>>

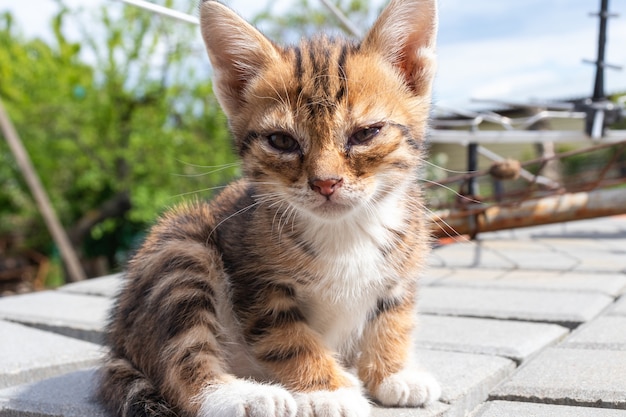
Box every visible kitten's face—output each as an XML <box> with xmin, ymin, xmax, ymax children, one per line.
<box><xmin>202</xmin><ymin>0</ymin><xmax>435</xmax><ymax>219</ymax></box>
<box><xmin>231</xmin><ymin>39</ymin><xmax>429</xmax><ymax>218</ymax></box>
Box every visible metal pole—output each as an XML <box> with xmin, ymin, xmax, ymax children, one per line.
<box><xmin>592</xmin><ymin>0</ymin><xmax>609</xmax><ymax>101</ymax></box>
<box><xmin>467</xmin><ymin>142</ymin><xmax>478</xmax><ymax>197</ymax></box>
<box><xmin>0</xmin><ymin>100</ymin><xmax>86</xmax><ymax>281</ymax></box>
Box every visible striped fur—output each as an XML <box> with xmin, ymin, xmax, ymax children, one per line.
<box><xmin>99</xmin><ymin>0</ymin><xmax>439</xmax><ymax>417</ymax></box>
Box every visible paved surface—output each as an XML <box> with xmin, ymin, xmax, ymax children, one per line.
<box><xmin>0</xmin><ymin>216</ymin><xmax>626</xmax><ymax>417</ymax></box>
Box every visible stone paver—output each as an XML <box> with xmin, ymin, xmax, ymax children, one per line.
<box><xmin>491</xmin><ymin>348</ymin><xmax>626</xmax><ymax>409</ymax></box>
<box><xmin>0</xmin><ymin>321</ymin><xmax>102</xmax><ymax>388</ymax></box>
<box><xmin>472</xmin><ymin>401</ymin><xmax>626</xmax><ymax>417</ymax></box>
<box><xmin>59</xmin><ymin>274</ymin><xmax>124</xmax><ymax>298</ymax></box>
<box><xmin>416</xmin><ymin>314</ymin><xmax>568</xmax><ymax>362</ymax></box>
<box><xmin>563</xmin><ymin>316</ymin><xmax>626</xmax><ymax>350</ymax></box>
<box><xmin>479</xmin><ymin>240</ymin><xmax>578</xmax><ymax>271</ymax></box>
<box><xmin>417</xmin><ymin>349</ymin><xmax>515</xmax><ymax>412</ymax></box>
<box><xmin>0</xmin><ymin>369</ymin><xmax>110</xmax><ymax>417</ymax></box>
<box><xmin>435</xmin><ymin>269</ymin><xmax>626</xmax><ymax>296</ymax></box>
<box><xmin>418</xmin><ymin>286</ymin><xmax>613</xmax><ymax>327</ymax></box>
<box><xmin>0</xmin><ymin>291</ymin><xmax>112</xmax><ymax>343</ymax></box>
<box><xmin>0</xmin><ymin>216</ymin><xmax>626</xmax><ymax>417</ymax></box>
<box><xmin>429</xmin><ymin>242</ymin><xmax>517</xmax><ymax>270</ymax></box>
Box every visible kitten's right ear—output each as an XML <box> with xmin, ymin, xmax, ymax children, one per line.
<box><xmin>200</xmin><ymin>0</ymin><xmax>278</xmax><ymax>117</ymax></box>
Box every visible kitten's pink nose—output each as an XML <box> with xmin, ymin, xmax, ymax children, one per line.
<box><xmin>309</xmin><ymin>178</ymin><xmax>343</xmax><ymax>197</ymax></box>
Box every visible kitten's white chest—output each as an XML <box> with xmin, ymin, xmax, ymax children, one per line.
<box><xmin>305</xmin><ymin>219</ymin><xmax>393</xmax><ymax>352</ymax></box>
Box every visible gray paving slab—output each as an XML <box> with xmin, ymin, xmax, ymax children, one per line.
<box><xmin>472</xmin><ymin>401</ymin><xmax>626</xmax><ymax>417</ymax></box>
<box><xmin>609</xmin><ymin>295</ymin><xmax>626</xmax><ymax>316</ymax></box>
<box><xmin>0</xmin><ymin>320</ymin><xmax>102</xmax><ymax>388</ymax></box>
<box><xmin>417</xmin><ymin>349</ymin><xmax>515</xmax><ymax>416</ymax></box>
<box><xmin>0</xmin><ymin>291</ymin><xmax>112</xmax><ymax>343</ymax></box>
<box><xmin>59</xmin><ymin>273</ymin><xmax>124</xmax><ymax>298</ymax></box>
<box><xmin>371</xmin><ymin>402</ymin><xmax>450</xmax><ymax>417</ymax></box>
<box><xmin>491</xmin><ymin>348</ymin><xmax>626</xmax><ymax>409</ymax></box>
<box><xmin>435</xmin><ymin>269</ymin><xmax>626</xmax><ymax>296</ymax></box>
<box><xmin>0</xmin><ymin>368</ymin><xmax>110</xmax><ymax>417</ymax></box>
<box><xmin>418</xmin><ymin>286</ymin><xmax>613</xmax><ymax>327</ymax></box>
<box><xmin>416</xmin><ymin>314</ymin><xmax>568</xmax><ymax>363</ymax></box>
<box><xmin>472</xmin><ymin>239</ymin><xmax>579</xmax><ymax>270</ymax></box>
<box><xmin>561</xmin><ymin>316</ymin><xmax>626</xmax><ymax>352</ymax></box>
<box><xmin>0</xmin><ymin>368</ymin><xmax>450</xmax><ymax>417</ymax></box>
<box><xmin>431</xmin><ymin>241</ymin><xmax>517</xmax><ymax>270</ymax></box>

<<

Please revise the records from the line containing "Box every visible gray" through the end of the records, changing "paving slab" to "paving stone" and leaving everything else as it is. Give back only those lines.

Output for this exercise:
Box every visible gray paving stone—output each as an XML <box> with xmin, ymin, xmax, ymax children, one per line.
<box><xmin>472</xmin><ymin>401</ymin><xmax>626</xmax><ymax>417</ymax></box>
<box><xmin>609</xmin><ymin>295</ymin><xmax>626</xmax><ymax>316</ymax></box>
<box><xmin>0</xmin><ymin>320</ymin><xmax>102</xmax><ymax>388</ymax></box>
<box><xmin>417</xmin><ymin>349</ymin><xmax>515</xmax><ymax>416</ymax></box>
<box><xmin>0</xmin><ymin>291</ymin><xmax>112</xmax><ymax>343</ymax></box>
<box><xmin>59</xmin><ymin>273</ymin><xmax>124</xmax><ymax>298</ymax></box>
<box><xmin>371</xmin><ymin>402</ymin><xmax>450</xmax><ymax>417</ymax></box>
<box><xmin>491</xmin><ymin>348</ymin><xmax>626</xmax><ymax>409</ymax></box>
<box><xmin>435</xmin><ymin>269</ymin><xmax>626</xmax><ymax>296</ymax></box>
<box><xmin>0</xmin><ymin>368</ymin><xmax>110</xmax><ymax>417</ymax></box>
<box><xmin>418</xmin><ymin>286</ymin><xmax>613</xmax><ymax>327</ymax></box>
<box><xmin>416</xmin><ymin>314</ymin><xmax>568</xmax><ymax>363</ymax></box>
<box><xmin>472</xmin><ymin>239</ymin><xmax>579</xmax><ymax>270</ymax></box>
<box><xmin>561</xmin><ymin>316</ymin><xmax>626</xmax><ymax>352</ymax></box>
<box><xmin>0</xmin><ymin>368</ymin><xmax>450</xmax><ymax>417</ymax></box>
<box><xmin>431</xmin><ymin>241</ymin><xmax>517</xmax><ymax>270</ymax></box>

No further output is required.